:: EXERCISE OBJECTIVE ::
Rewrite the records below with every "Can you see" swapped for "Do you see", leaving all other text unchanged.

:: PROVIDED ENTRIES ::
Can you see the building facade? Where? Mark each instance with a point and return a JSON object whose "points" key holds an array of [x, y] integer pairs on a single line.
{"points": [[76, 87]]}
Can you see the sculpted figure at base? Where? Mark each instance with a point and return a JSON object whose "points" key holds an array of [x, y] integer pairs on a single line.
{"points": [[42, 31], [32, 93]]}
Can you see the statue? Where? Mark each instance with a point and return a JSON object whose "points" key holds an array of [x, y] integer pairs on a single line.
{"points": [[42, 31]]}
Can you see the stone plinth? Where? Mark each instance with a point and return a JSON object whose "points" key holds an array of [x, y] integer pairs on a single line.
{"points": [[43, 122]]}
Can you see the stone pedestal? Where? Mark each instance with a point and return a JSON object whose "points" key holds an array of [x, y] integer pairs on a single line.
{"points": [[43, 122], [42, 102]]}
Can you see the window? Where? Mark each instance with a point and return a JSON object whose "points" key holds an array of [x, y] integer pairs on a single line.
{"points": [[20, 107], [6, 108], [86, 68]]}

:: OUTPUT BELOW ::
Do you see the building facade? Where? Mark each instance with a point and return a JSON object whose "points" key holds an array of [x, y] integer pairs on a single line.
{"points": [[76, 87]]}
Do you see the sculpted figure at base? Where? Mark each instance with a point and return a JSON object whose "points" key holds an array of [x, y] integer pairs on a single line.
{"points": [[42, 31], [32, 93]]}
Do you see the statue? Where? Mark each instance with a point and return a JSON object whose "points" key holds an array of [x, y] integer pairs on a single line.
{"points": [[42, 31]]}
Do you see the stone plinth? Where? Mark each instance with a point and return a JSON object whose "points" key holds an array of [x, y] integer pairs on a single line.
{"points": [[43, 122]]}
Do you see the stone pedestal? Where? Mark each instance with a point and return a JSON object whose "points" key holds an array of [x, y] integer pairs on a single line.
{"points": [[43, 122], [42, 102]]}
Do you see the window? Where? Mark each instance with a point and return a JSON object whose "points" key holds an array of [x, y] integer pairs on a single line.
{"points": [[20, 107], [6, 108], [86, 68]]}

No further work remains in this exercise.